Quoted passage:
Murphy joined lawmakers and other stakeholders in Perth Amboy on Wednesday to enact what he called “a monumental piece of legislation that will make housing more affordable and more accessible for working families all across New Jersey.” Namely, the measure requires the state Department of Community Affairs to determine each municipality’s obligations by year-end, while giving local governments the opportunity to devise their own plan and participate in a mediation process, with the goal of avoiding litigation and reaching a resolution by Jan. 31, 2025.
As the governor noted in prepared remarks, the bill would look to streamline a process that has been “a central public policy challenge” in the 49 years since the landmark Mount Laurel decision, in which state Supreme Court ruled that municipalities could not impede opportunities for low- and moderate-income housing.
“For decades, all three branches of government have wrestled with how to apply the principles of Mount Laurel in practice,” Murphy said. “At times, our state legislature has tried to address this issue. At other times, the process for determining affordable housing obligations was left to an executive branch agency.”
Murphy’s team and lawmakers have worked in recent months “to craft a new process where all three branches of government are involved,” he said, with the next round of state-mandated affordable housing requirements for municipalities set to begin July 1, 2025. The new framework has in turn emerged as part of a package of bills tied to affordable housing, which passed the Assembly last month and the Senate on Monday with support from key stakeholders such as the Fair Share Housing Center and the New Jersey Builders Association.
The bill’s primary sponsors include Yvonne Lopez, Craig Coughlin, Benjie Wimberly and Verlina Reynolds-Jackson in the Assembly and Troy Singleton, Nicholas Scutari and Teresa Ruiz in the Senate.
“(With) the main bill I am signing today, we are going to establish clear rules for how municipal affordable housing obligations should be calculated,” Murphy said. “It incorporates the standards that courts have used that have proved workable in practice. And this legislation will give municipalities bonus credits, as well, for constructing affordable housing where it is needed most, like near transit hubs, or for providing housing for vulnerable populations, like our senior citizens.”
Aside from abolishing the defunct Council on Affordable Housing, the bill requires the state Department of Community Affairs to complete its calculations under a newly established statutory formula and publish them by Dec. 1, 2024. It also allows a municipality to diverge from DCA’s findings as long as it adheres to the methodology established by the bill, while requiring that a town adopts its obligation by a binding resolution on or before Jan. 31, 2025, in order to shield itself from so-called builder’s remedy lawsuits that developers have long used to secure approvals for projects that included affordable housing.
Interested parties may challenge a municipality’s calculations and subsequent plans for meeting its obligations, according to the measure, giving way to a new dispute resolution program that is managed by the state judiciary.
“Under the rules of this legislation, we will bring greater efficiency to this process by having the Department of Community Affairs run the numbers,” Murphy added, according to his prepared remarks. “Towns will then have the freedom to come up with plans to meet those numbers. And, if there is a dispute, it will be handled through a mediation program run by the courts.
“This process ensures that each branch of government is doing what it does best. And it means that the affordable housing obligations, of towns across our state, will be determined much more quickly than in decades past.”

Tasks to carry out:
1 – Decide whether each statement agrees with the article on the New Jersey affordable housing bill, answering yes or no and quoting the words of the article that settle it: (a) The Department of Community Affairs must publish its calculations by Dec. 1, 2024. (b) The package of bills passed the Senate last month. (c) Disputes will go to a mediation program run by the courts.
2 – Return the stretch of the article on the New Jersey affordable housing bill from "Murphy’s team and" through "Jersey Builders Association.", copied word for word.
The data has no connection to the text above.

[Object point labels]
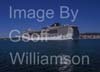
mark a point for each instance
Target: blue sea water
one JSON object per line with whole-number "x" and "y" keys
{"x": 79, "y": 47}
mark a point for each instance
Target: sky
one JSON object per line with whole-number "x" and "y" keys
{"x": 88, "y": 19}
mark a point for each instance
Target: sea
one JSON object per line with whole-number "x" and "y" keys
{"x": 72, "y": 48}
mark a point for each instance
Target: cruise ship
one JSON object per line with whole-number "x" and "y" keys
{"x": 54, "y": 32}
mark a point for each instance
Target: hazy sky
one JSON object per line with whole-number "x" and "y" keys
{"x": 88, "y": 19}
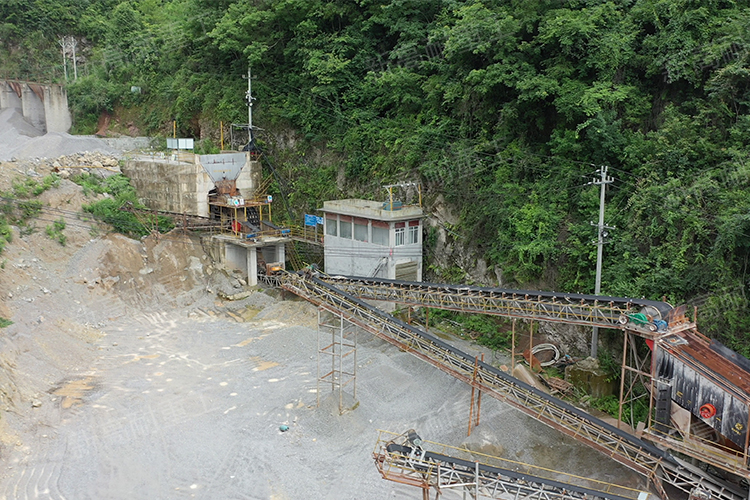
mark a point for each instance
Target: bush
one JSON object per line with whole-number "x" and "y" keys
{"x": 55, "y": 231}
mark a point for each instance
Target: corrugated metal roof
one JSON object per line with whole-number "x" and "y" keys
{"x": 712, "y": 365}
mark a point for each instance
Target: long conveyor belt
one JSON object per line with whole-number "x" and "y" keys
{"x": 404, "y": 459}
{"x": 568, "y": 308}
{"x": 632, "y": 452}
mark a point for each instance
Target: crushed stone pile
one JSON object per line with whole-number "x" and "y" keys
{"x": 19, "y": 139}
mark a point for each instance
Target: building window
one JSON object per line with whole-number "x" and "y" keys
{"x": 400, "y": 232}
{"x": 380, "y": 235}
{"x": 360, "y": 231}
{"x": 346, "y": 229}
{"x": 331, "y": 227}
{"x": 413, "y": 235}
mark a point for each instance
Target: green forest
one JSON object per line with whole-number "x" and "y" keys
{"x": 504, "y": 109}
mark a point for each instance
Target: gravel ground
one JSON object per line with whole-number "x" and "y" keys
{"x": 124, "y": 376}
{"x": 182, "y": 403}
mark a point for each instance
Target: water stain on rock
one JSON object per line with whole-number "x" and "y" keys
{"x": 73, "y": 391}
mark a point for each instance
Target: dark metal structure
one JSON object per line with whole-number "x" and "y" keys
{"x": 707, "y": 380}
{"x": 641, "y": 456}
{"x": 405, "y": 460}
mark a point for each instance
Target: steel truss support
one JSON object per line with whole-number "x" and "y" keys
{"x": 635, "y": 376}
{"x": 337, "y": 354}
{"x": 477, "y": 475}
{"x": 618, "y": 445}
{"x": 562, "y": 308}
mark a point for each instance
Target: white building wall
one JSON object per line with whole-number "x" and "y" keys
{"x": 351, "y": 257}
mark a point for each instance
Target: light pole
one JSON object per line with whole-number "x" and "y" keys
{"x": 603, "y": 180}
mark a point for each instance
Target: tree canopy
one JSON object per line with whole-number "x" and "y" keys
{"x": 506, "y": 108}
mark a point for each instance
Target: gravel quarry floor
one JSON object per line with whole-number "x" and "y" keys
{"x": 125, "y": 376}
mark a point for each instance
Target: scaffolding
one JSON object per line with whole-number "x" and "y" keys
{"x": 337, "y": 349}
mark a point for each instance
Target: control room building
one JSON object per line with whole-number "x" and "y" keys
{"x": 373, "y": 239}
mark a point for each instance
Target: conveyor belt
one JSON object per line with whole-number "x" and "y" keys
{"x": 403, "y": 462}
{"x": 568, "y": 308}
{"x": 632, "y": 452}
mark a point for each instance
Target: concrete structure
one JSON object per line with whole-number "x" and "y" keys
{"x": 179, "y": 183}
{"x": 244, "y": 255}
{"x": 44, "y": 106}
{"x": 373, "y": 239}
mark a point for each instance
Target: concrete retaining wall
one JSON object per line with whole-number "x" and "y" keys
{"x": 44, "y": 106}
{"x": 176, "y": 186}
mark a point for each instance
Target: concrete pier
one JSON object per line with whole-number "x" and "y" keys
{"x": 44, "y": 106}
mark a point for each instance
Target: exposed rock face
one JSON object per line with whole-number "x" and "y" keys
{"x": 587, "y": 375}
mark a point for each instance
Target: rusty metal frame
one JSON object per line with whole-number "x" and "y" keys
{"x": 509, "y": 479}
{"x": 341, "y": 350}
{"x": 577, "y": 424}
{"x": 556, "y": 309}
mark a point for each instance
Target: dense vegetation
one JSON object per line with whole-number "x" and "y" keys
{"x": 504, "y": 107}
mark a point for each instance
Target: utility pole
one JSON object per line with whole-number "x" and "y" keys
{"x": 63, "y": 44}
{"x": 603, "y": 180}
{"x": 69, "y": 45}
{"x": 249, "y": 98}
{"x": 73, "y": 45}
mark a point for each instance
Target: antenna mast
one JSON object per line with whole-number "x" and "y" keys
{"x": 249, "y": 98}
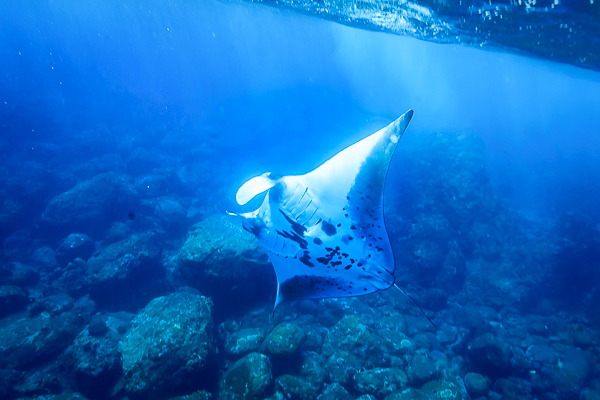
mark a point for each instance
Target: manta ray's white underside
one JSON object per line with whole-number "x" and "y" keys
{"x": 324, "y": 231}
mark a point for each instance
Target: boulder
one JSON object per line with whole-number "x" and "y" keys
{"x": 91, "y": 206}
{"x": 126, "y": 273}
{"x": 341, "y": 367}
{"x": 76, "y": 245}
{"x": 335, "y": 392}
{"x": 490, "y": 355}
{"x": 349, "y": 334}
{"x": 221, "y": 259}
{"x": 295, "y": 388}
{"x": 168, "y": 346}
{"x": 12, "y": 300}
{"x": 284, "y": 340}
{"x": 421, "y": 370}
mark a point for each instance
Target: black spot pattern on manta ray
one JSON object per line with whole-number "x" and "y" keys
{"x": 314, "y": 286}
{"x": 298, "y": 228}
{"x": 305, "y": 259}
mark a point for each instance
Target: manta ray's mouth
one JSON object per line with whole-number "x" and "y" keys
{"x": 324, "y": 231}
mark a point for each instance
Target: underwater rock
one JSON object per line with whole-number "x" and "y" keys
{"x": 126, "y": 271}
{"x": 380, "y": 382}
{"x": 247, "y": 379}
{"x": 490, "y": 355}
{"x": 335, "y": 391}
{"x": 76, "y": 245}
{"x": 221, "y": 259}
{"x": 93, "y": 360}
{"x": 295, "y": 388}
{"x": 331, "y": 310}
{"x": 284, "y": 340}
{"x": 118, "y": 231}
{"x": 45, "y": 258}
{"x": 433, "y": 299}
{"x": 199, "y": 395}
{"x": 63, "y": 396}
{"x": 476, "y": 24}
{"x": 32, "y": 341}
{"x": 12, "y": 300}
{"x": 421, "y": 370}
{"x": 18, "y": 246}
{"x": 172, "y": 212}
{"x": 8, "y": 379}
{"x": 312, "y": 370}
{"x": 513, "y": 388}
{"x": 349, "y": 334}
{"x": 72, "y": 278}
{"x": 571, "y": 373}
{"x": 168, "y": 346}
{"x": 476, "y": 385}
{"x": 90, "y": 206}
{"x": 244, "y": 341}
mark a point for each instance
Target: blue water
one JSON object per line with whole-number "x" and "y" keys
{"x": 218, "y": 92}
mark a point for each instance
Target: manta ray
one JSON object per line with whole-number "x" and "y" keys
{"x": 324, "y": 231}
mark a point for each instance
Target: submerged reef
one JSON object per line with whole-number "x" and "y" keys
{"x": 131, "y": 286}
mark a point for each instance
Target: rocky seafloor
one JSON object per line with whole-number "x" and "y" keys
{"x": 120, "y": 281}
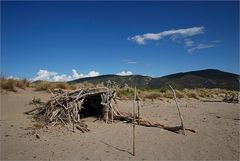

Solution set:
1 –
(a) Yes: "complete its calculations under a newly established statutory formula and publish them by Dec. 1, 2024"
(b) No: "passed the Assembly last month and the Senate on Monday"
(c) Yes: "it will be handled through a mediation program run by the courts"

2 –
Murphy’s team and lawmakers have worked in recent months “to craft a new process where all three branches of government are involved,” he said, with the next round of state-mandated affordable housing requirements for municipalities set to begin July 1, 2025. The new framework has in turn emerged as part of a package of bills tied to affordable housing, which passed the Assembly last month and the Senate on Monday with support from key stakeholders such as the Fair Share Housing Center and the New Jersey Builders Association.